* _PASSAGE PROVIDED_
::::
Monday Miscellany: Affection, Anorexia, Alternatives

1. On platonic affection.

…we need to move towards treating friends more like we treat lovers and lovers more like we treat friends. To have boundaries with and reasonable expectations of our lovers, and to value, commit to, and deeply cherish and invest in our friendships.

2. Small study that leaves me with some methodological concerns, but the background on this research about histamines and anorexia was fascinating. (As always, Science of Eating Disorders provides readable science writing)

3. Julia reflects on caring in helping professions.

Recently one of my chronically suicidal clients asked if I get sad when clients die. I was surprised that he even asked, but I checked my assumption that he knew I cared about him. I told him that yes, I get very sad and would be particularly sad if something happened to him. I didn’t tell him that I dream about my clients, that I lie awake worrying about them, that I pray for them despite not believing in God.


4. Relevant to this season: neural predictors of chocolate intake following chocolate exposure.

5. Understanding statistic and false-positive rates IS IMPORTANT, a case study.

6. The year’s best newspaper corrections.

7. Diagnosing celebrities publicly: Do not do the thing. (And here’s why)

8. This is a fascinating alternative to the disincentives in reporting rape: you can upload your evidence/report, and only have it disclosed if someone else accuses your perpetrator as well.
::::
* _DATA SHOWN_
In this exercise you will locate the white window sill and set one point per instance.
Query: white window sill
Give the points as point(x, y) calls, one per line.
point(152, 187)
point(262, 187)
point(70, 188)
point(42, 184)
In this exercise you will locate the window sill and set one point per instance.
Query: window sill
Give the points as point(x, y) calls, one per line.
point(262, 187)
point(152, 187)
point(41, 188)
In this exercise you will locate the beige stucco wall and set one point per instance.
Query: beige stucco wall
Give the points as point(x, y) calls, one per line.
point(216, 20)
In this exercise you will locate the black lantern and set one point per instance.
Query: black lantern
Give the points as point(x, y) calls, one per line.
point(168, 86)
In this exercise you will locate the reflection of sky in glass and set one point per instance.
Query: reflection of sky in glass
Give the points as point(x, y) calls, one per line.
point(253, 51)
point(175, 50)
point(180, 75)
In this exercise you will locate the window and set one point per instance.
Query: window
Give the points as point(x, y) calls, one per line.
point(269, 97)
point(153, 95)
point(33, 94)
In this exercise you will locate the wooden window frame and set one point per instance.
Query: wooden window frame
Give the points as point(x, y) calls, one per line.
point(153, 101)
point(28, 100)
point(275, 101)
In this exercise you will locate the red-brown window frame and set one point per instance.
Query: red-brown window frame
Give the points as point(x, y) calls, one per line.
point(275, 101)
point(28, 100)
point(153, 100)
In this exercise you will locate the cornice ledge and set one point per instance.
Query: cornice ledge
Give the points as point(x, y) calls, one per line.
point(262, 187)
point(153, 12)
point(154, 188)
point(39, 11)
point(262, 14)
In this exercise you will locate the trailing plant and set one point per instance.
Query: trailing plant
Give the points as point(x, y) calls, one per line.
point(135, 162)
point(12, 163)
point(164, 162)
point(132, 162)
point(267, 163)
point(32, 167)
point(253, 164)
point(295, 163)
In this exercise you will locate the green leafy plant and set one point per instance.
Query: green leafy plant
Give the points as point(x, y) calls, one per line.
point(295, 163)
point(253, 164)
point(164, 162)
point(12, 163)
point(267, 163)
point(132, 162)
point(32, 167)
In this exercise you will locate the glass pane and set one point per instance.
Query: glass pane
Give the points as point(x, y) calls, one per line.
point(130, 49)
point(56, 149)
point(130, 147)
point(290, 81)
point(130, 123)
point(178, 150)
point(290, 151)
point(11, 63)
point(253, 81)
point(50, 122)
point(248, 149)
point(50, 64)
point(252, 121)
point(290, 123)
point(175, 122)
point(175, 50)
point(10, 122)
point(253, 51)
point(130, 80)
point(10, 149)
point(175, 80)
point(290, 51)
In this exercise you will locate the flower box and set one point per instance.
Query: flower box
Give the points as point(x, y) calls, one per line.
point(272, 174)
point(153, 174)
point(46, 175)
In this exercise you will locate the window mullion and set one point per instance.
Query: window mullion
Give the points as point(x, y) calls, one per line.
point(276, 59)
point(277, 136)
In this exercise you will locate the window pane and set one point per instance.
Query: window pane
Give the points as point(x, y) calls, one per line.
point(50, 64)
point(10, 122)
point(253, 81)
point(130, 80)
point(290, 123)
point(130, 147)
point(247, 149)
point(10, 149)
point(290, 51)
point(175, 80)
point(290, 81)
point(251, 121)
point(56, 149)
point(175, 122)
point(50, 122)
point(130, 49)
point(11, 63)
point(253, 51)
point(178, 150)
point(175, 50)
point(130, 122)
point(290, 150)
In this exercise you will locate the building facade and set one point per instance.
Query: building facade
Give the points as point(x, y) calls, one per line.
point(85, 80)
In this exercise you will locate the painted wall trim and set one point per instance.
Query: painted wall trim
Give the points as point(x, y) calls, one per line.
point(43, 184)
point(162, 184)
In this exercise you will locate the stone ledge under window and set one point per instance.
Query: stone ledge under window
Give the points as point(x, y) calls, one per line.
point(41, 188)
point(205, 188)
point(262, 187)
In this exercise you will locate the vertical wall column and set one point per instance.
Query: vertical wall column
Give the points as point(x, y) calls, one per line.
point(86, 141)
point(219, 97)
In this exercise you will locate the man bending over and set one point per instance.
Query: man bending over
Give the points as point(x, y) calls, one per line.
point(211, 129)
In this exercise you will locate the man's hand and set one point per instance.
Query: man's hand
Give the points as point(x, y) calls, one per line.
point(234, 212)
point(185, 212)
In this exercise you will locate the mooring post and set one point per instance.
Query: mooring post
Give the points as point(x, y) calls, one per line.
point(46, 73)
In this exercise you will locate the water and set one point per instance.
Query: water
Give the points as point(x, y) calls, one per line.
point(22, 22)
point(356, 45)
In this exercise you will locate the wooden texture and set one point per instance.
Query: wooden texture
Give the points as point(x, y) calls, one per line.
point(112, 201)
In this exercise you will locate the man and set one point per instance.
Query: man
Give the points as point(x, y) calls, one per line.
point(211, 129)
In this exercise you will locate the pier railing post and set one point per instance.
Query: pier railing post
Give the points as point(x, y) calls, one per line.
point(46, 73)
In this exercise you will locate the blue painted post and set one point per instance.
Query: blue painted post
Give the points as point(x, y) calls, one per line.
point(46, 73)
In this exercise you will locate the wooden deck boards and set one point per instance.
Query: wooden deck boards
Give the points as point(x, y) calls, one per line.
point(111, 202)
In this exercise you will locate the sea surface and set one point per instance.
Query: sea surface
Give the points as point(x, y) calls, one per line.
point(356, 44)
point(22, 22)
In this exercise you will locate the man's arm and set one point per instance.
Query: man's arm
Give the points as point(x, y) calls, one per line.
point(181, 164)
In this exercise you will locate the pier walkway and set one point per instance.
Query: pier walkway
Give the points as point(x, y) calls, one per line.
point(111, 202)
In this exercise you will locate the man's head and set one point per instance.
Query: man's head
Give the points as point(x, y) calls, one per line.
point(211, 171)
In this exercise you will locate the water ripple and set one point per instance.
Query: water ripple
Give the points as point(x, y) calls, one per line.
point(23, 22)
::::
* _PROBLEMS AND TASKS_
a) Translate this sentence from the Monday miscellany post into Spanish: "I was surprised that he even asked, but I checked my assumption that he knew I cared about him."
b) Repeat the part of the Monday miscellany post that starts at the words "4. Relevant to" and stops after the words "a case study.".
c) Go on with the Monday miscellany post from where it stops.

* _RESPONSES BY ITEM NUMBER_
a) Me sorprendió que siquiera lo preguntara, pero verifiqué mi suposición de que él sabía que me importaba.

b)
4. Relevant to this season: neural predictors of chocolate intake following chocolate exposure.

5. Understanding statistic and false-positive rates IS IMPORTANT, a case study.

c)
9. I just got back from the NYC Secular Solstice. I cried, I met some of you readers, ate so much delicious food from Miri, and talked about psychology a lot. I continue to find the Secular Solstice to be the single event that has ever made me feel like I’m part of a community. So, I offer you one of my favorite songs (though this recording is from the Bay Area Solstice).
Singer is Alli Smith, song written by Raymond Arnold.

Things I read this week:

The Unpersuadables, Will Storr
This book was excellent for being charitable towards those with belief in the supernatural, and pointing at some real flaws in the skeptic community. However, I ultimately wouldn’t recommend it for the lack of structure. I wanted some plan: where were we headed? Given that we are bad at memory, that research can produce unusual results, how do we look for truth?

Divergent, Veronica Roth
This was much better than expected! I didn’t have low hopes, just expecting some not-bad teen dystopia. Instead, excellent musings on identity, unexpected plot.

The Counterfeit Heiress, Tasha Alexander
The sort of fun mystery fiction I like.